YOUR INSTRUCTIONS. Please copy every one of the items below line for line, changing nothing.

ENTRIES PROVIDED.
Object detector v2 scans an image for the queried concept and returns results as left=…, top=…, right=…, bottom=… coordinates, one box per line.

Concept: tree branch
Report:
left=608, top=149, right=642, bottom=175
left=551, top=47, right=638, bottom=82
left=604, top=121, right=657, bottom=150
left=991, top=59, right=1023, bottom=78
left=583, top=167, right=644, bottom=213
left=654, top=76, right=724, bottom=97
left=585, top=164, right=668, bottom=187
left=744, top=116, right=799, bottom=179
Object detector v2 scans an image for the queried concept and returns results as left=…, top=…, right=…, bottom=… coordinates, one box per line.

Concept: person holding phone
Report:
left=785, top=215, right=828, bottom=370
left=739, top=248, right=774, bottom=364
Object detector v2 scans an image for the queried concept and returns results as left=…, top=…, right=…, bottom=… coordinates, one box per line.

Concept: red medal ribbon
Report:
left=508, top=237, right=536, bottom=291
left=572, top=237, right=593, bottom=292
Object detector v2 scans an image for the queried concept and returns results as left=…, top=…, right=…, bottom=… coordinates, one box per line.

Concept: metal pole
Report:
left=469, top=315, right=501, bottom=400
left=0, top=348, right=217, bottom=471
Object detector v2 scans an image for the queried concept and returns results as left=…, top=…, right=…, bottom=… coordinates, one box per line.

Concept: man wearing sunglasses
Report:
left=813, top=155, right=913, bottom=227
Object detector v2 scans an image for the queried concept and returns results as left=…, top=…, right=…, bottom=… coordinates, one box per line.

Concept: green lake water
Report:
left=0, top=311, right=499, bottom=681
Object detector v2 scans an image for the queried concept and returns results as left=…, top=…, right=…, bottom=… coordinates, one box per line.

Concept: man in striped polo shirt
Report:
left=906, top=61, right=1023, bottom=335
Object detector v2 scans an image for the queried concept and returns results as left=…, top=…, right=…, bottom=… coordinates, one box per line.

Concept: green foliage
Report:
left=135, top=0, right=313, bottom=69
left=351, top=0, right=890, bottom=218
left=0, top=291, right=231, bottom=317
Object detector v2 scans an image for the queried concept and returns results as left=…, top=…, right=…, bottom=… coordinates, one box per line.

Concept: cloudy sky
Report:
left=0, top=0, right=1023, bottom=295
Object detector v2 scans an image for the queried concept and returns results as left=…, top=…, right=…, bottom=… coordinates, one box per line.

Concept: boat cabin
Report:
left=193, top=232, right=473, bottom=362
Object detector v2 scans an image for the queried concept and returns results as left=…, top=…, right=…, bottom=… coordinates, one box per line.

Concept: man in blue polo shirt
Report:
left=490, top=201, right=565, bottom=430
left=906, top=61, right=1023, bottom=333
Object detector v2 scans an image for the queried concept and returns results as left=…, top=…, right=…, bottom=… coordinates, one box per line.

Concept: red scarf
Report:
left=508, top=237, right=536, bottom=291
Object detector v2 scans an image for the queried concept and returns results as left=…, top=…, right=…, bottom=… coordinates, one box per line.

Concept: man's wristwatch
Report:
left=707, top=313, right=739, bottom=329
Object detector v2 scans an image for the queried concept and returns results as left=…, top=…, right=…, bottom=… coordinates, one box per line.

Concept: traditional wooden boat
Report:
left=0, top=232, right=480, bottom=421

COMPLETE ANSWER.
Object detector v2 scans an image for the queried concept and returns results as left=…, top=…, right=…, bottom=… coordinates, one box per line.

Concept: tree branch
Report:
left=608, top=149, right=642, bottom=175
left=551, top=47, right=638, bottom=82
left=604, top=121, right=657, bottom=150
left=991, top=59, right=1023, bottom=78
left=583, top=167, right=644, bottom=213
left=654, top=76, right=724, bottom=97
left=585, top=164, right=668, bottom=187
left=744, top=116, right=799, bottom=179
Object detector v2 scans an image for the queried concept and returns results as left=…, top=…, right=…, bottom=… coordinates, one box per line.

Concept: person holding phone
Report:
left=785, top=215, right=828, bottom=370
left=739, top=248, right=774, bottom=364
Object detector v2 scans an image for the queried concept and returns results as left=…, top=…, right=…, bottom=… coordinates, one box per line.

Concept: red medal ribbon
Report:
left=508, top=237, right=536, bottom=291
left=572, top=237, right=593, bottom=292
Object detector v2 scans an image for the queried concept and returns results as left=…, top=…, right=…, bottom=… coordinates, one box per line.

Concept: metal pole
Report:
left=469, top=315, right=501, bottom=400
left=0, top=348, right=217, bottom=471
Object detector v2 scans an image for the queried concept and returns results as left=…, top=…, right=…, bottom=… coordinates, one box per line.

Concept: man wearing sunglasses
Report:
left=813, top=155, right=913, bottom=227
Object detector v2 scans an image for the queried concept and returns results as left=…, top=…, right=…, bottom=… coordinates, one box per line.

Concept: green lake water
Report:
left=0, top=311, right=499, bottom=681
Object detector v2 scans an image for the queried concept and returns results as left=…, top=…, right=…, bottom=… coordinates, one box per line.

Concept: man in striped polo shirt
Report:
left=906, top=61, right=1023, bottom=335
Object detector v2 scans an image for the queried concept and returns results as left=…, top=…, right=…, bottom=… coordinates, one box per line.

Concept: green foliage
Report:
left=135, top=0, right=313, bottom=69
left=351, top=0, right=890, bottom=218
left=0, top=291, right=231, bottom=317
Object detector v2 scans an image for the queried concept and returns results as left=…, top=…, right=…, bottom=… coordinates, one box per line.

Concept: cloudy sky
Report:
left=0, top=0, right=1023, bottom=295
Object detector v2 scans an image for the queried concept and returns results as left=…, top=…, right=…, bottom=… coordinates, one box per line.

Concept: boat cabin
Report:
left=193, top=232, right=473, bottom=362
Object detector v2 scans an image for the queried concept and returns results as left=…, top=…, right=…, bottom=… coordinates, one box per line.

Concept: man in blue polo shirt
Report:
left=490, top=201, right=565, bottom=430
left=906, top=61, right=1023, bottom=333
Object detector v2 scans an image for the queried concept and returns results as left=…, top=…, right=…, bottom=… coordinates, one box per line.

Concept: red scarf
Report:
left=508, top=237, right=536, bottom=291
Object detector v2 scans an image for the queried concept and returns results as left=…, top=…, right=…, bottom=… coordinates, one box per line.

Concept: man's wristwatch
Report:
left=707, top=313, right=739, bottom=329
Object detector v2 scans an image for the queried concept and returns results as left=…, top=…, right=…, bottom=… coordinates, one box per line.

Concept: traditional wooden boat
Report:
left=0, top=232, right=480, bottom=421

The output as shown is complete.